*What needs to be done*.
Reproduce the whole listing, character for character.

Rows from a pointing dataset

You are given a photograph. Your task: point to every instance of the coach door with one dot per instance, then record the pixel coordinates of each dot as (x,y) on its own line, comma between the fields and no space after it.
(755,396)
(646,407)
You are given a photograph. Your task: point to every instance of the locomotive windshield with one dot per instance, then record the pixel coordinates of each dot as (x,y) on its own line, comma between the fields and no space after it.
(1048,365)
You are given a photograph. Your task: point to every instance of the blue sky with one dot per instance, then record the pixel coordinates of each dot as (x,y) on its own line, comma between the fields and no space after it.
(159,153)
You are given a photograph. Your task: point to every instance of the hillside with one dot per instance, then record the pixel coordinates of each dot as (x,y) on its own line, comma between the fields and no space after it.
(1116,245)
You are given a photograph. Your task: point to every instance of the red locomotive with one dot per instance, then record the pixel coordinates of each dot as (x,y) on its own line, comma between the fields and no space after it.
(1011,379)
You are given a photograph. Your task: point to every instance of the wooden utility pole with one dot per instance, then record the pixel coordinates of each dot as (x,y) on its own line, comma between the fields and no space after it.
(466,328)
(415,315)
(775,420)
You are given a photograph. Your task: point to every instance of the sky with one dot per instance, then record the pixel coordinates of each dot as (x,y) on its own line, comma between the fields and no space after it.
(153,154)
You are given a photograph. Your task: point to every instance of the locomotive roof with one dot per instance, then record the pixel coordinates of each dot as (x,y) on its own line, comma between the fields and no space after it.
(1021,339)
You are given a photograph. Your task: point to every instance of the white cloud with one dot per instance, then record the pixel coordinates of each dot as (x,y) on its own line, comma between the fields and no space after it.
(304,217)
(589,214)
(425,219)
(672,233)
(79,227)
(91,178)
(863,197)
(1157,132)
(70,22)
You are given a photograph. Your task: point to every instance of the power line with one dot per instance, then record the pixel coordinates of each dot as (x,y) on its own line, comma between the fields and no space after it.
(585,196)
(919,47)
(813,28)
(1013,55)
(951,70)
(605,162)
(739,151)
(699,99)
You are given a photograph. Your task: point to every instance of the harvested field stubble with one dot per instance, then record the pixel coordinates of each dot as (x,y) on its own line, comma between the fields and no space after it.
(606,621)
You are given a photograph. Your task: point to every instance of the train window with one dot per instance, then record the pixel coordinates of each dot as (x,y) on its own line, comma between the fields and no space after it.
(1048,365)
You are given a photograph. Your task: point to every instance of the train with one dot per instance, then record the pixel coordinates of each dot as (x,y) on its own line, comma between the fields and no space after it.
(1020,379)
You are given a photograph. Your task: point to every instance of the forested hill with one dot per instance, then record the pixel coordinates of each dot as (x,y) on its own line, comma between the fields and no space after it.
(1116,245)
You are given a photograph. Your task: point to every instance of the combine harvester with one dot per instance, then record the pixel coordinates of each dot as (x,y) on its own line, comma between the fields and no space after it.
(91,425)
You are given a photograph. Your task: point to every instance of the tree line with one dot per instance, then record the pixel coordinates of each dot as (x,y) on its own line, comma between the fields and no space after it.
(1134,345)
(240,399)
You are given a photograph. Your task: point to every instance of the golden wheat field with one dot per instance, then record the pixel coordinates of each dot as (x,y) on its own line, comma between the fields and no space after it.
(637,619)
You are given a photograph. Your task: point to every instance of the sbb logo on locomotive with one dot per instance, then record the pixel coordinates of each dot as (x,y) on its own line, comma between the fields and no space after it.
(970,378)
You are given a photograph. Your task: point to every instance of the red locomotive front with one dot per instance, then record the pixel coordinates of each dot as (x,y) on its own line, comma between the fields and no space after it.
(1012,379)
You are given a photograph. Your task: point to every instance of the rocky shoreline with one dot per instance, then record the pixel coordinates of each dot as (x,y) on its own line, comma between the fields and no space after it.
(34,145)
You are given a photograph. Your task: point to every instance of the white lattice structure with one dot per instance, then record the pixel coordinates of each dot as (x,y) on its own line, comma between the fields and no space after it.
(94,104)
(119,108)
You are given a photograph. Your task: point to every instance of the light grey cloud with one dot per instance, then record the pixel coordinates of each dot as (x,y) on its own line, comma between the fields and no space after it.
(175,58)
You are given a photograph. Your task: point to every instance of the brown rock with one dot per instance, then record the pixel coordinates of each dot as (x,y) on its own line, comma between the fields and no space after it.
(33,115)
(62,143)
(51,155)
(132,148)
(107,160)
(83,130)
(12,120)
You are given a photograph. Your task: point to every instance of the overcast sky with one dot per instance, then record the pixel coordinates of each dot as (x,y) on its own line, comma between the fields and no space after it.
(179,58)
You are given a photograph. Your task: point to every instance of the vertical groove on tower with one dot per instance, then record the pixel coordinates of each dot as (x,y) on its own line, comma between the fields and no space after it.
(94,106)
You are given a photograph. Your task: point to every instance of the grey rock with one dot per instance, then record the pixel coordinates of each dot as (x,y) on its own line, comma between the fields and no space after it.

*Output for this exercise*.
You are given a photograph. Your task: point to every instance of the coach door with one dot per instance, then record the pixel coordinates of each dot as (x,y) on its own line, comma between the fields and no space after it.
(755,396)
(646,407)
You are given a photograph. Your task: point to every instance of the locomotive windshield with one dot per instance, then record the pixel coordinates of each dot as (x,y) on its own line, comma between the fields and no space after it.
(1048,365)
You are given a photograph. Your task: point to every instance of the blue sky with one dot per instance, then record the pixel coordinates of each dot as (x,y) on its own line, comma between the fields and no space after it.
(159,153)
You are given a photograph. Your task: point to every instance of the hillside with one dot per instance, then record the pixel coordinates of each dot as (x,y) on its own line, comma between the fields and no space after it.
(1116,245)
You are given a photograph. Your task: point to every instance of the red locomotive with one dot per instance, then record the pixel coordinates of each dot as (x,y) on its own line, comma between the fields and no space after it.
(1011,379)
You are given a photograph. Your task: point to every instance of the wooden utility pole with one dot per instance, then record the pixel coordinates of each dot as (x,y) on its own line, comma between the fields and no space after it.
(466,328)
(415,315)
(775,420)
You are given a photograph. Your task: point to every instance of the sky with one dot per instance, then record the pixel coordinates of each dot as (x,y) on its own line, comma between the fields and no space after it.
(153,154)
You are given a photograph. Your task: point to every instance of the locomotive roof with one dot per instance, then record the pixel coordinates of each dot as (x,y) on its own line, comma between the fields and no space after it.
(1021,339)
You are given a photograph. Your task: point to every instance of the white cloud with one dot per instance, then record the pixel coordinates of each dot as (x,y) on its own line, comma between the fields and no space after it.
(304,217)
(589,214)
(425,219)
(672,233)
(79,227)
(91,178)
(863,197)
(1157,132)
(70,22)
You are given a photograph. Your task: point to every instance of the power line with one dot per instance, then record the pixel coordinates of each dot as (x,y) on its own line, comma between the fields and no space after it.
(585,196)
(919,47)
(813,28)
(1013,55)
(951,70)
(605,162)
(739,151)
(699,99)
You are given a photograph. Your task: point to every instance of the harvested field stubble with one dot per instance, then record the pixel coordinates of each dot as (x,y) on its own line, comma between the fields and no space after it.
(606,621)
You are given a photograph. Your task: point to every instance of the train window with one dot per instance, then record the pixel coordinates of each dot as (x,y) on its own line, comma between the fields and no space after it.
(1048,365)
You are given a photograph. Your task: point to every instance of the train with one dot per instance, then record the pixel coordinates of each dot as (x,y) on its own line, comma between the fields and no space after it.
(1020,379)
You are given a photograph. Your task: point to every instance of the forested hill with one dot per instance, then record the pixel coordinates of each dot as (x,y) on its own line, comma between the fields and no space after it.
(1116,245)
You are given a photograph. Your task: point to every instance of the combine harvester with one dot per instance, then record the pixel coordinates of each dot as (x,y) on its own line, comma between the fields and no space after it.
(91,425)
You are given a photograph. Your task: point to every instance of the tree line with one dot per instance, then record the pixel coordinates of each dot as (x,y) on its own line, comma between the fields and no space after it.
(1134,345)
(240,399)
You are given a photograph. Your task: point to every instance of the golden wheat field with one dot per instance, then record the pixel coordinates of each dot as (x,y) on its own line, comma between the fields and no space after it.
(637,619)
You are given a photograph. Your task: point to every instance of the sbb logo on locomotive with one dot per instance, then record the pixel coordinates of each dot as (x,y) on its own line, comma between the fields and no space after it.
(970,378)
You are given a photograph. Your task: point to every instance of the red locomotive front with one dot per instance, then record the pixel coordinates of each dot as (x,y) on its own line, comma between the fields and no space after it.
(1012,379)
You are given a photograph. Your task: point to every instance of the rocky shoreline with one dot per instance, then record the pixel coordinates of each dot as (x,y) on its own line, comma between the fields and no space after it.
(34,145)
You are given a photograph. Your task: point to every instance of the white lattice structure with one dot per instance, then record the pixel coordinates of each dot as (x,y) on its own line, comma between the fields and no space after it.
(94,104)
(119,108)
You are given a photograph. Your task: point to every instance of the light grey cloud with one dot per instance, then record the pixel coordinates of each dot as (x,y) on its own line, comma between the fields and no space after it.
(175,58)
You are given a photograph. Your task: point to every instance of the brown rock with one dot per instance, then record the pixel coordinates of each dot as (x,y) on its own line, comma between the fields and no space after it.
(33,115)
(62,143)
(51,155)
(132,148)
(107,160)
(83,130)
(12,120)
You are given a photograph. Your task: point to every instance of the overcast sky with one dot per instance, then record the pixel coordinates of each dot as (x,y) on its own line, comma between the fields and no space after it.
(179,58)
You are given a photograph. Your task: point to every instance of the vertical groove on tower with one dot per instance, then record the pixel coordinates of each dot as (x,y) on its own line, comma between the fields and no space after it.
(94,106)
You are given a photograph. Your task: point to every instance of the grey rock with one dot per instance, then record the pixel coordinates of each dot as (x,y) on its own line, comma between the fields and no space after it.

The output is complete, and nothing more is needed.